YOUR INSTRUCTIONS
In the text on John Allan:
1. In what year did Allan emigrate to New York?
2. To what address did he move in 1837?
3. Who was the auctioneer when his collection was sold?

TEXT FOR ANALYSIS
• • • •
American antiquarian (1777–1863)

John Allan (February 26, 1777 – November 19, 1863) was a Scottish-born American antiquarian.

Allan was born in Kilbirnie, Ayrshire, Scotland. His father was a tenant farmer, and sent his son to a grammar school. After leaving school he worked on the farm, but, finding this labor uncongenial, he emigrated to New York in 1794, secured employment as a clerk or book-keeper, and speedily acquired a high reputation for industry and trustworthiness. He was book-keeper to Rich & Distrow, merchant tailors, for many years, and to his clerkship he added also the business of commission agent, and was at one time much employed as a house agent and collector of rents. By these various employments he secured a moderate independence.

He married early in life, and occupied for a quarter of a century a house in Pearl Street. opposite Centre Street, the site of which is now part of the public street. In 1837 he removed to 17 Vandewater Street, where he resided until his death, and there found leisure for gratifying his taste for antiquarian research. In a room at his house his valuable and unique collection of pictures, books, autographs, and rare and curious articles, especially attractive to the antiquary and virtuoso, was frequently viewed by visitors to the city and by others. In this room, so garnished, he died.

Allan's collection was sold at auction a short time after his death, and the total receipts amounted to $87,689.26. The auctioneer was Joseph Sabin. At that time but one of his children, a Mrs. Stewart, was living, and he had appointed her sole executrix of his estate. One of Allan's hobbies was a fancy for snuff-boxes, of which he had gathered a large and valuable collection. Another was illustrating such works as the Life of George Washington by Washington Irving and Robert Burns's Poems, which brought extremely high prices at his celebrated sale. See Duyckinck's "Memorial of John Allan," issued by the Bradford Club (New York, 1864).
• • • •
Segmentation mask data:
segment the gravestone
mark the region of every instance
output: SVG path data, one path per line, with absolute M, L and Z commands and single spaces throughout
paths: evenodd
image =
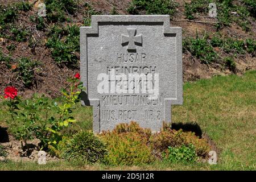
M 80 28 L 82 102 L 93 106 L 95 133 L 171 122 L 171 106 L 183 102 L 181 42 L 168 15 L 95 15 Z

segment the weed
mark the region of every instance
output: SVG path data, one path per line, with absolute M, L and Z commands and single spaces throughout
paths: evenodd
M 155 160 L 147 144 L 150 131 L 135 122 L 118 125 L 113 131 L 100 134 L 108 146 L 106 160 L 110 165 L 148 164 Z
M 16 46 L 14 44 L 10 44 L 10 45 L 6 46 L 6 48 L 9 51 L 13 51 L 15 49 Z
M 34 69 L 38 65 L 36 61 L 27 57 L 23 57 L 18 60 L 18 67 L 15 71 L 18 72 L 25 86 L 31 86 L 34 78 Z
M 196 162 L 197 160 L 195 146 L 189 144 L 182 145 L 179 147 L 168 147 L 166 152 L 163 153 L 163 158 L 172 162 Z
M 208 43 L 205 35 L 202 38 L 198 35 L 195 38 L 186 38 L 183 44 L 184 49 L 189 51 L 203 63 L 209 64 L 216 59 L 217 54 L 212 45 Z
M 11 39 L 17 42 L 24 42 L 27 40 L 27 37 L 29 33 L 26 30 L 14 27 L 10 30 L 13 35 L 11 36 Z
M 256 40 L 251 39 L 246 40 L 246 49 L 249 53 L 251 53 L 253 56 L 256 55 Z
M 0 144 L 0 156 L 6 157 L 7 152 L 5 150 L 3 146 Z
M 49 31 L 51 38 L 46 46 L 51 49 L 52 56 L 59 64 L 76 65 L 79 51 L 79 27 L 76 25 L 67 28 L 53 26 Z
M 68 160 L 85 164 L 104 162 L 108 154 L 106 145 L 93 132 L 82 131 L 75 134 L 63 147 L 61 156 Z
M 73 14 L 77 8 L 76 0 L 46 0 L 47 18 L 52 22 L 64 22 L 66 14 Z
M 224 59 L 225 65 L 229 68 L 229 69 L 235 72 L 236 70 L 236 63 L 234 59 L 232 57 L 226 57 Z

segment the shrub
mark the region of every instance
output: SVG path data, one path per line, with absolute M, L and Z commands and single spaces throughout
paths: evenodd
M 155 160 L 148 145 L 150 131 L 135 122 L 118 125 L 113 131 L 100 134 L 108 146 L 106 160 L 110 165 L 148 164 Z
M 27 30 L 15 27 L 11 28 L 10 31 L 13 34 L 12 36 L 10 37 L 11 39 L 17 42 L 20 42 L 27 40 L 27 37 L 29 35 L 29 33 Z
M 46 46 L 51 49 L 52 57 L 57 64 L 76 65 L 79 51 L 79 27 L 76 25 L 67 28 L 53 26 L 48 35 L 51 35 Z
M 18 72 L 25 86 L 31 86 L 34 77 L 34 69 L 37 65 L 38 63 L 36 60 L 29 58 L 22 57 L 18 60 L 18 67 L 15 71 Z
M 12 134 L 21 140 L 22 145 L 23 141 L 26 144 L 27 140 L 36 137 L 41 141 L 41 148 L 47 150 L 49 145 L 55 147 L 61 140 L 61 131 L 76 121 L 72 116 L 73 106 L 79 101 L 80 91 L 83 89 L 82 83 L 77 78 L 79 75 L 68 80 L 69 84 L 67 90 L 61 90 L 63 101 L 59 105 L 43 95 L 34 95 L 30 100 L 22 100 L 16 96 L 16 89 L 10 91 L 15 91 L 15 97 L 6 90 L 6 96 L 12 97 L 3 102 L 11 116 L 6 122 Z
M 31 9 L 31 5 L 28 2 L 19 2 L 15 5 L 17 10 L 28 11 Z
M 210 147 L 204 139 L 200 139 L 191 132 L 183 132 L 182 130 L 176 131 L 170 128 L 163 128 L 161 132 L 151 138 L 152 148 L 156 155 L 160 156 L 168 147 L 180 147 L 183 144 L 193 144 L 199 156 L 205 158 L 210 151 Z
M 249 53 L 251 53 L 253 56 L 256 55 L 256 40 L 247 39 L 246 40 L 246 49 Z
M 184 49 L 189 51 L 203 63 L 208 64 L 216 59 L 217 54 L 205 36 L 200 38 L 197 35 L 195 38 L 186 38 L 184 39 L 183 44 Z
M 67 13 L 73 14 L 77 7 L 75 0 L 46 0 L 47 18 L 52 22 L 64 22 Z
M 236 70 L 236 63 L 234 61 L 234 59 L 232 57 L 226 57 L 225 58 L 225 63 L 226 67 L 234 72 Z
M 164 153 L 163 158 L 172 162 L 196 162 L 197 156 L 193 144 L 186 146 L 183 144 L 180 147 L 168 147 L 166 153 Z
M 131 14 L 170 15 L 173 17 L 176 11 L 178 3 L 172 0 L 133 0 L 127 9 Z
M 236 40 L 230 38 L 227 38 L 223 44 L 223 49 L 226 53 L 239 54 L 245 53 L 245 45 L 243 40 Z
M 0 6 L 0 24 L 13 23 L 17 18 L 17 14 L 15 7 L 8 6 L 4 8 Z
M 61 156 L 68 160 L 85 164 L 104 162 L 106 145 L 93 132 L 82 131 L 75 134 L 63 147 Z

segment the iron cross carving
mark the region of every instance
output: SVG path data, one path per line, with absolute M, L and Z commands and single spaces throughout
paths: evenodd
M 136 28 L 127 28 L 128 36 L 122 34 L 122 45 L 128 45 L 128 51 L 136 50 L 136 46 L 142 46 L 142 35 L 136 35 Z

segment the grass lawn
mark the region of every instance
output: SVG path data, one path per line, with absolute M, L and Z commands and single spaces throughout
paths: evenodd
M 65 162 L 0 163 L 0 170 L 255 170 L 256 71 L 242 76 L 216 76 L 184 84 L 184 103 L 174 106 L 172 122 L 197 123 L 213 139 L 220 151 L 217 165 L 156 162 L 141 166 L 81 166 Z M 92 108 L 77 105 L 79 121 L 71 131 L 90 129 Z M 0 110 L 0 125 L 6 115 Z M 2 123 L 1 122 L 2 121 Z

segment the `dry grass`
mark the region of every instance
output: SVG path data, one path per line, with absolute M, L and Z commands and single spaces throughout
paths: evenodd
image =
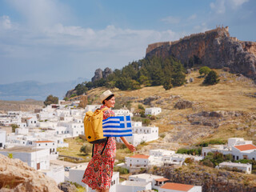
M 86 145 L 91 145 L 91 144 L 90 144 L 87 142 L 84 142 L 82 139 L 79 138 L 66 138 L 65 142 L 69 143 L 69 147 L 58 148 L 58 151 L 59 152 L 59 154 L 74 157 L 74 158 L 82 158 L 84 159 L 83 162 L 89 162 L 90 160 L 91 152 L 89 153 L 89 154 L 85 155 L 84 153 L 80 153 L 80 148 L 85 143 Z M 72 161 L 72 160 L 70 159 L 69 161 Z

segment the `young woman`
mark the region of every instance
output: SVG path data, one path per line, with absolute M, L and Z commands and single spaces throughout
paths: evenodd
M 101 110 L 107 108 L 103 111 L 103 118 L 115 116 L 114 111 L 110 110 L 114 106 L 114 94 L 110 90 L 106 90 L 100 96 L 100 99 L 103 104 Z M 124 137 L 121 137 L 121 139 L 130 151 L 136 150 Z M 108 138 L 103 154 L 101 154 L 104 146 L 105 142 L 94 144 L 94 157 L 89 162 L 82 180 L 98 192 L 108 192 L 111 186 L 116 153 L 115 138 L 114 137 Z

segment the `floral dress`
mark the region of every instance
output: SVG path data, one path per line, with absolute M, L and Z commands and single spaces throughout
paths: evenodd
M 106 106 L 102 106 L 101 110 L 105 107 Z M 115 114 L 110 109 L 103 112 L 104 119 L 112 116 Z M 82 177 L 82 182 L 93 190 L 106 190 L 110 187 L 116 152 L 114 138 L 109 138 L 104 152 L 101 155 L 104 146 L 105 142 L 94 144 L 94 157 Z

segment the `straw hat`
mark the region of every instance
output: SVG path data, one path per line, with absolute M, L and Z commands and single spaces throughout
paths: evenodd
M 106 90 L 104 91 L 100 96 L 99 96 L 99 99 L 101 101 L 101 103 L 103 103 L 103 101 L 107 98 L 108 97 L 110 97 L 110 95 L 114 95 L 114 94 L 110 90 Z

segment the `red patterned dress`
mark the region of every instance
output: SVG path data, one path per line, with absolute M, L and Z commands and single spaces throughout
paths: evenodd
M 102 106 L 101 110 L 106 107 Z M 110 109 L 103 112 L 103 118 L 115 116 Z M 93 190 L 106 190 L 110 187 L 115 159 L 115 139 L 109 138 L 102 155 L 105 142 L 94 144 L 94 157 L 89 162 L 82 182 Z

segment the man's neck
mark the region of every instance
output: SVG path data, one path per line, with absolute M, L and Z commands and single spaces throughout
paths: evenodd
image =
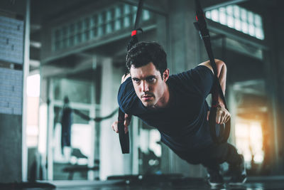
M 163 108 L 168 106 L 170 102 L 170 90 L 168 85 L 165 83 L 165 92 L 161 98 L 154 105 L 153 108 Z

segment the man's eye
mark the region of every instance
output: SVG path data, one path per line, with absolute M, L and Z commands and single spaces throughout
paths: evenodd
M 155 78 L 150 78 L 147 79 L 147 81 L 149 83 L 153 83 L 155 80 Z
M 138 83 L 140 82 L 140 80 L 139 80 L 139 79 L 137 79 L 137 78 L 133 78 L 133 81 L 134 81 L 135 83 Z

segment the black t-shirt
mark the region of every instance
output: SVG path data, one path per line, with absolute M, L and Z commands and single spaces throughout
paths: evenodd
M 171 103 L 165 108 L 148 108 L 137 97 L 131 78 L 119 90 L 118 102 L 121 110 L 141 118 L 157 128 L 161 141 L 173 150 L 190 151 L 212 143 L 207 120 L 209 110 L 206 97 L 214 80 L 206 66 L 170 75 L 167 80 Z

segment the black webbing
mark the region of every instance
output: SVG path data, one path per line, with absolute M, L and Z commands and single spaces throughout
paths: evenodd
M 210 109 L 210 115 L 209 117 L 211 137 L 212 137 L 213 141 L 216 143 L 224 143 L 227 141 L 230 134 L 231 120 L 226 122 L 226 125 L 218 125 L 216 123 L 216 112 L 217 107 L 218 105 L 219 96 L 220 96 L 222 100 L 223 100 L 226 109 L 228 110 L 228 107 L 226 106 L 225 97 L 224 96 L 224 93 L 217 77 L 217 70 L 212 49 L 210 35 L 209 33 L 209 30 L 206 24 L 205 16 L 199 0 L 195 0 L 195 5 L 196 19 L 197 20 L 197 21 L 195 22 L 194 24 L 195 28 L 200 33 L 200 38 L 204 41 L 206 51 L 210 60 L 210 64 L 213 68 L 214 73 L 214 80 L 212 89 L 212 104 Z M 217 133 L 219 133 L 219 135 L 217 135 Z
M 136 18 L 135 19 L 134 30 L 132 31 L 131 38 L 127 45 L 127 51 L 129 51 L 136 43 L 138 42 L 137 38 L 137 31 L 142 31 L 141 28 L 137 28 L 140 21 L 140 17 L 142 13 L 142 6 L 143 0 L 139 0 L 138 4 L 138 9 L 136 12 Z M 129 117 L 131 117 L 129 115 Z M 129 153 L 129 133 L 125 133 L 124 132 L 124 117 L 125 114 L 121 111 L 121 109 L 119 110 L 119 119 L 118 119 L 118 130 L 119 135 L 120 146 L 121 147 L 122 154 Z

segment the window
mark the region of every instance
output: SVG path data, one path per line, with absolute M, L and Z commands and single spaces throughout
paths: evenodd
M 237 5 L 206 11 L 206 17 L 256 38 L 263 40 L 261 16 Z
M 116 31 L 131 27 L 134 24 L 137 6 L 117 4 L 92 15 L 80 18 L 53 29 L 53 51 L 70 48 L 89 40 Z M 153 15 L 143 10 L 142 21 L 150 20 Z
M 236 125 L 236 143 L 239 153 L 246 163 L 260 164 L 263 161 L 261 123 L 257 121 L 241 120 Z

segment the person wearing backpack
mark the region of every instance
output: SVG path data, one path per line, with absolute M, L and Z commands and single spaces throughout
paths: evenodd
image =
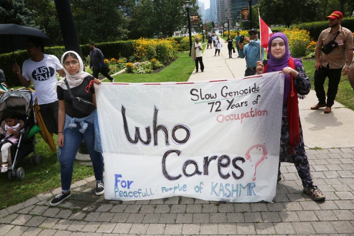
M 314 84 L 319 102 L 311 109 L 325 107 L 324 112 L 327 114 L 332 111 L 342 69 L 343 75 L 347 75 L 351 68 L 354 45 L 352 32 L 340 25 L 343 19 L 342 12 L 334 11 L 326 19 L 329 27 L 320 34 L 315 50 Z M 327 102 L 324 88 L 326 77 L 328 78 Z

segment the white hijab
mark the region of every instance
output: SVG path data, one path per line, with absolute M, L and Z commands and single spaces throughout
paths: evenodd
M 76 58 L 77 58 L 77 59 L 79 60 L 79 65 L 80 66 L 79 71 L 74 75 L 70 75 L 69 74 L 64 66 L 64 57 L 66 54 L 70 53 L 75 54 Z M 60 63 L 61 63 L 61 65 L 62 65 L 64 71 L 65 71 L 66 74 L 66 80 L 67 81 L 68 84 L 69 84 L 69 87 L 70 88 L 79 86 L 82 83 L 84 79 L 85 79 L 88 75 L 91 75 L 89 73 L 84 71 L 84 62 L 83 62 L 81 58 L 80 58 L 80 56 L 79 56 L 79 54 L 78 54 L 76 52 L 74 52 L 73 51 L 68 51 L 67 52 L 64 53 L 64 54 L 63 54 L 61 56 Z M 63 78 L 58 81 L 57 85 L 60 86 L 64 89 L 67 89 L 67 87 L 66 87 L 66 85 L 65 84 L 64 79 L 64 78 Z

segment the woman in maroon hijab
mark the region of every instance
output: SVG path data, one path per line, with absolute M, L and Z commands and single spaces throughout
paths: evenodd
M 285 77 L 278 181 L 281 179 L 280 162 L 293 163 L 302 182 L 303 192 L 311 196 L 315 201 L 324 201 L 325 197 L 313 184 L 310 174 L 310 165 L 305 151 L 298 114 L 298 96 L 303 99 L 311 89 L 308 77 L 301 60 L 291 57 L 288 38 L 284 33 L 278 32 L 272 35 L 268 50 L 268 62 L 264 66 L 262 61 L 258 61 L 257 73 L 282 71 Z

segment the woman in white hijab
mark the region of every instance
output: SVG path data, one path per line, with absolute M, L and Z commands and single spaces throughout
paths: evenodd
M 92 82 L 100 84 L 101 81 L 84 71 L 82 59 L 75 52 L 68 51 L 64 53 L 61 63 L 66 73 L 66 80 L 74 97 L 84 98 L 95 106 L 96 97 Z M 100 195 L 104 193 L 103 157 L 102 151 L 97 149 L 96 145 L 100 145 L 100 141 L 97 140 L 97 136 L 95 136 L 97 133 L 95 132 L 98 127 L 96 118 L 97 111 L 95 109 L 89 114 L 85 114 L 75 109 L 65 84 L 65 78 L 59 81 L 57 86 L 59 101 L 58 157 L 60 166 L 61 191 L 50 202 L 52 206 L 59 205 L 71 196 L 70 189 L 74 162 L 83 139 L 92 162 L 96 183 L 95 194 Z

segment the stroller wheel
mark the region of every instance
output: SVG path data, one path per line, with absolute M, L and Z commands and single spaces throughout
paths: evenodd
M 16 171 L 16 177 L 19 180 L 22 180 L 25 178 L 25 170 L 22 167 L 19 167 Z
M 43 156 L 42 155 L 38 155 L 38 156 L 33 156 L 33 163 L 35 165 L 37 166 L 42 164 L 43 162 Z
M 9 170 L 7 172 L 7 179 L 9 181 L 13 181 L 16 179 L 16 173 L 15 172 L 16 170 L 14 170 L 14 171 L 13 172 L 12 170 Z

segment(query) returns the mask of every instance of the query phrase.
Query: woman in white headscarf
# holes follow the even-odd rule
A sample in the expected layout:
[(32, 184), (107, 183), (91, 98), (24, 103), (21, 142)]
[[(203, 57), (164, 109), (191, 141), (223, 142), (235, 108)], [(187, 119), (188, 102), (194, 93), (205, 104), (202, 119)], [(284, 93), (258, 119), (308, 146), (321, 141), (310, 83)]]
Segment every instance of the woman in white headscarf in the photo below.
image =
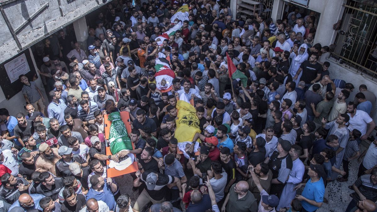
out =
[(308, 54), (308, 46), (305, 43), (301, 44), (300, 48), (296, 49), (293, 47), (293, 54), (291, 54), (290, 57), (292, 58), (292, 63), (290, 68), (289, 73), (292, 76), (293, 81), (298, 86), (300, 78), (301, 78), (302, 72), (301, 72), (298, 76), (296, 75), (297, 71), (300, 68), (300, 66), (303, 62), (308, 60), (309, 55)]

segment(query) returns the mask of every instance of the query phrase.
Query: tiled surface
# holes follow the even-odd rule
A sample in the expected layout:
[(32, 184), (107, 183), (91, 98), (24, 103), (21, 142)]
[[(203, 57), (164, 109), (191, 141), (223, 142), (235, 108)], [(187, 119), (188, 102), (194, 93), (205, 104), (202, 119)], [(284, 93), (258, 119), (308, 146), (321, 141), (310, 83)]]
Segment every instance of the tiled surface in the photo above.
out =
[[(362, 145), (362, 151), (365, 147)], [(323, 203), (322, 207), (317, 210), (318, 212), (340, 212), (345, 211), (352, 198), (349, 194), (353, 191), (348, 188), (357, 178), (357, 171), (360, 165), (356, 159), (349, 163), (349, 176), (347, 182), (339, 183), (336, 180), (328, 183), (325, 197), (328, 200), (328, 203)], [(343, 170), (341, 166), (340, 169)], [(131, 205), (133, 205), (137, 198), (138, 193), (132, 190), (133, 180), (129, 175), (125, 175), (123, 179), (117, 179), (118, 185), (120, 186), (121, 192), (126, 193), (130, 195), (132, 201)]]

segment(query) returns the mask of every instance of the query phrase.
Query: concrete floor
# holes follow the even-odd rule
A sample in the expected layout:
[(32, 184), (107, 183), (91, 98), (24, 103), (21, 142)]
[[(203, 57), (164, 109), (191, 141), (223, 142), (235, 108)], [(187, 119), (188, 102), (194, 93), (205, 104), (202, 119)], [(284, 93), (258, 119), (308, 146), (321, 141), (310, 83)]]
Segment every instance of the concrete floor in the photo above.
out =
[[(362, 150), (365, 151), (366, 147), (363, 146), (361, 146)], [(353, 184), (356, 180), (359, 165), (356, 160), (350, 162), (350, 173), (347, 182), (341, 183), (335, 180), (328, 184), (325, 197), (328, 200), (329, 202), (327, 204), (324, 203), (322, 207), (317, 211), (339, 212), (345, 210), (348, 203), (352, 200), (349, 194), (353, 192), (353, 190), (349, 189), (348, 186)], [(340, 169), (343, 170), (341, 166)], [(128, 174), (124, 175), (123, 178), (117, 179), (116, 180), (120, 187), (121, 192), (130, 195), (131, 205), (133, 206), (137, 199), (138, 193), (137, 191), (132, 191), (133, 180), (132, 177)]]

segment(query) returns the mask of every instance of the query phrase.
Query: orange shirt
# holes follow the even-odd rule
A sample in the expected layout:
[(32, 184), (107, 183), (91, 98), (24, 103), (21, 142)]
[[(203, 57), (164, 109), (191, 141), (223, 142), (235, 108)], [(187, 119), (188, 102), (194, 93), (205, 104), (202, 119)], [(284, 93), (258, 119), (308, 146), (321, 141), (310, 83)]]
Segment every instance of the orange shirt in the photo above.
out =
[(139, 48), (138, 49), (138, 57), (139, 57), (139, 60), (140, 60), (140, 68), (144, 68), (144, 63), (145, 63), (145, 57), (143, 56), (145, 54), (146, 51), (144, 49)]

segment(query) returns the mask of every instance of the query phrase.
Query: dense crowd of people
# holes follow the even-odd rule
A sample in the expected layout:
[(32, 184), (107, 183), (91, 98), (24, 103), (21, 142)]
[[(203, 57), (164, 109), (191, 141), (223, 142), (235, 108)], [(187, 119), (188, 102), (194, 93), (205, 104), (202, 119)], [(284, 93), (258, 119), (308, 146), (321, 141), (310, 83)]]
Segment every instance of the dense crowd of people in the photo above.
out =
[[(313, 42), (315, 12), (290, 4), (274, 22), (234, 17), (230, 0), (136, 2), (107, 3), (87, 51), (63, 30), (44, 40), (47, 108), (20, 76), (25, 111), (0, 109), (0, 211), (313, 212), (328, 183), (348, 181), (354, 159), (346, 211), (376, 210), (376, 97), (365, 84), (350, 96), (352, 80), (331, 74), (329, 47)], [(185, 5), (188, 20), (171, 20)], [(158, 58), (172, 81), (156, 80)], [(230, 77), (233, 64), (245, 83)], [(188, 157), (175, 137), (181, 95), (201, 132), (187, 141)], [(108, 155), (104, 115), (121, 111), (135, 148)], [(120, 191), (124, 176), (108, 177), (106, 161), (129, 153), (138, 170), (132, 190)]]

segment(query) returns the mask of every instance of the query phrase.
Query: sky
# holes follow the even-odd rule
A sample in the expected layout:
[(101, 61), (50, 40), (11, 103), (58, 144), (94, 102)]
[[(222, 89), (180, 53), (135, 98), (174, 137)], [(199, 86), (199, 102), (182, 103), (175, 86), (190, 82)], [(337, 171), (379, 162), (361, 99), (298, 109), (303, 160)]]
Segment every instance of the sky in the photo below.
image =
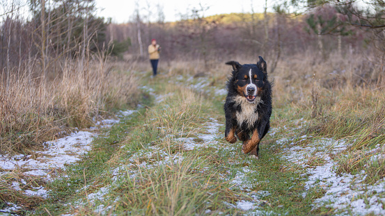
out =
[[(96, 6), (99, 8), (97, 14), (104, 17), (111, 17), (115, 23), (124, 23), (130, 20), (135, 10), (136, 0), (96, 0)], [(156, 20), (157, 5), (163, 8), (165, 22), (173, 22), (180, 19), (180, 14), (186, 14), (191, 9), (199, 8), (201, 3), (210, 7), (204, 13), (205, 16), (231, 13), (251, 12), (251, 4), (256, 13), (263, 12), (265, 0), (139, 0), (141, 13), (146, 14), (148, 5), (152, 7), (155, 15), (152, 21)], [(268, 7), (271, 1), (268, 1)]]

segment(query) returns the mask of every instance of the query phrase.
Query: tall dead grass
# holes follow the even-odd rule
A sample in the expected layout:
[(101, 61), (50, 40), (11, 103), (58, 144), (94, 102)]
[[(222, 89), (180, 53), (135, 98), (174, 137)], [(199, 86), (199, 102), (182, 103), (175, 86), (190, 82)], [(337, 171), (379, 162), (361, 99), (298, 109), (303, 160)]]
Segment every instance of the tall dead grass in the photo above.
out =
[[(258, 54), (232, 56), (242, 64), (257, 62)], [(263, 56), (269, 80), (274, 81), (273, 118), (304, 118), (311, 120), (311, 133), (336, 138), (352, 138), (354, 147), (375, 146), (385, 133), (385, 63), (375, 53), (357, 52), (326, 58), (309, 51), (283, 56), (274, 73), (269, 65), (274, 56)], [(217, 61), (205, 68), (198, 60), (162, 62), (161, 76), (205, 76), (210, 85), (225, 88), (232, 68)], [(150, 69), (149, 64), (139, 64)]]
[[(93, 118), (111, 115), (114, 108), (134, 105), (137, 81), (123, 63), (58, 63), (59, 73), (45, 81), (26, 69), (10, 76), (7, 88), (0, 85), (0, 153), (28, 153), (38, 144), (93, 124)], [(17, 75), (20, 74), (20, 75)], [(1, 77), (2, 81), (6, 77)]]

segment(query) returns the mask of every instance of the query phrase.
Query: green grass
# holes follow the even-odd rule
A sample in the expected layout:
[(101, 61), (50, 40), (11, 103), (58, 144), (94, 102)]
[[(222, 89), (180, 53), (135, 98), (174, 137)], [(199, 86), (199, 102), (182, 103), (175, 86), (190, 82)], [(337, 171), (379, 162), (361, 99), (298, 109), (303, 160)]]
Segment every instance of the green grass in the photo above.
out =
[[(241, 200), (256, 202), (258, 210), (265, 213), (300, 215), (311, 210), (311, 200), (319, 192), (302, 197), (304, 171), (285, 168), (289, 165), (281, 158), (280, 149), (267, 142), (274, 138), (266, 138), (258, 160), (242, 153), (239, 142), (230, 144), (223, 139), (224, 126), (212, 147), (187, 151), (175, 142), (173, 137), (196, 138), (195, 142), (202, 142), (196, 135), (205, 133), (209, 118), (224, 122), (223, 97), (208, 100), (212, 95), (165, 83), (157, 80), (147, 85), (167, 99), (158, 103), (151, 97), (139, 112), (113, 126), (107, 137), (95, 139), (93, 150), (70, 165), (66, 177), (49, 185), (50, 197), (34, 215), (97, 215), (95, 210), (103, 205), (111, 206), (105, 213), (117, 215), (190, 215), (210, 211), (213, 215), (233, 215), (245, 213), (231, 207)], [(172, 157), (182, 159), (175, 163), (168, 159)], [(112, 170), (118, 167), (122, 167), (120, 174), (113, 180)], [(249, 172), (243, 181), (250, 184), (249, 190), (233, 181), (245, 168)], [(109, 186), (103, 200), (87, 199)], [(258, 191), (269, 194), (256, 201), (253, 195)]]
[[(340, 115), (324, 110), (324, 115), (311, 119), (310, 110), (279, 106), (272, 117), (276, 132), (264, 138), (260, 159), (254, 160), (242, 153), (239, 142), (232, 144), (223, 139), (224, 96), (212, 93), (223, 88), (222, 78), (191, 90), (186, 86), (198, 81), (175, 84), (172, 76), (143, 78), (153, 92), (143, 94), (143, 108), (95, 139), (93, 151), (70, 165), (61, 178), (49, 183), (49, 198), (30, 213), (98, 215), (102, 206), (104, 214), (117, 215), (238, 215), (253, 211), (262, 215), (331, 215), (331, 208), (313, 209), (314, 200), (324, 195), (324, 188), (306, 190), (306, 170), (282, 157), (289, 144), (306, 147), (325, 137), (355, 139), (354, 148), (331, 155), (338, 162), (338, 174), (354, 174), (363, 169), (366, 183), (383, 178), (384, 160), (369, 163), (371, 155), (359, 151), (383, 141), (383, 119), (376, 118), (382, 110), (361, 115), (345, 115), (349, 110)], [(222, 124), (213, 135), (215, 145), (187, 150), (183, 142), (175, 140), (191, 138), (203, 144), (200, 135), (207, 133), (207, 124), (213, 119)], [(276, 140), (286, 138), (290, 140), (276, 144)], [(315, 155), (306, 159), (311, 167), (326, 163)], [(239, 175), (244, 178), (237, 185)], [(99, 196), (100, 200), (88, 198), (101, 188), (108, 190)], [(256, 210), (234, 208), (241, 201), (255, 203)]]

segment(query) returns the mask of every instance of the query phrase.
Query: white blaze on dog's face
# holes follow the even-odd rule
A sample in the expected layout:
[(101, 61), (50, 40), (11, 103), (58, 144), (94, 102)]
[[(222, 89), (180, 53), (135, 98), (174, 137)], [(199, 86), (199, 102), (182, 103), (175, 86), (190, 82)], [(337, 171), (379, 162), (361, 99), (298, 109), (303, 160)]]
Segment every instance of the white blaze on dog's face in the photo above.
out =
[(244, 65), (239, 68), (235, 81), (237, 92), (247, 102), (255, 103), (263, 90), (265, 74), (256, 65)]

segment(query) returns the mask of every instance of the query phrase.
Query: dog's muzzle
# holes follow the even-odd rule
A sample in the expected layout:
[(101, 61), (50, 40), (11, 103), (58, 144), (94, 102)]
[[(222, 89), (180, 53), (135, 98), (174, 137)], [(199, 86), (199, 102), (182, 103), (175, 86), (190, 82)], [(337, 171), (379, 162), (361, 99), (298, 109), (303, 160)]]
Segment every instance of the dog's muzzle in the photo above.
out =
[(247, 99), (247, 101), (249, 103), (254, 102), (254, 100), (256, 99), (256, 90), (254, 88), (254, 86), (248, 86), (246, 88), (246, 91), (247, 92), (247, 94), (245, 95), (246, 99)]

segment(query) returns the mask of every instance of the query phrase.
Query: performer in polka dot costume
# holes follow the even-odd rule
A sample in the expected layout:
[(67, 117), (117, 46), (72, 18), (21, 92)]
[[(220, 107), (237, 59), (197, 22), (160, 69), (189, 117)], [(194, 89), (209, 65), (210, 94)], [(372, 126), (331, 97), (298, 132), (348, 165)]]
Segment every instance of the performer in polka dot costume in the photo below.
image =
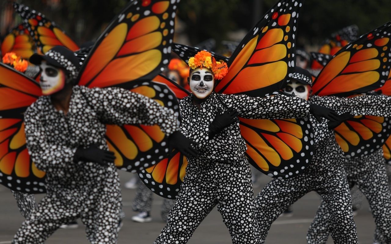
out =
• • • •
TASK RESULT
1. 1794
2. 17 Vandewater Street
3. Joseph Sabin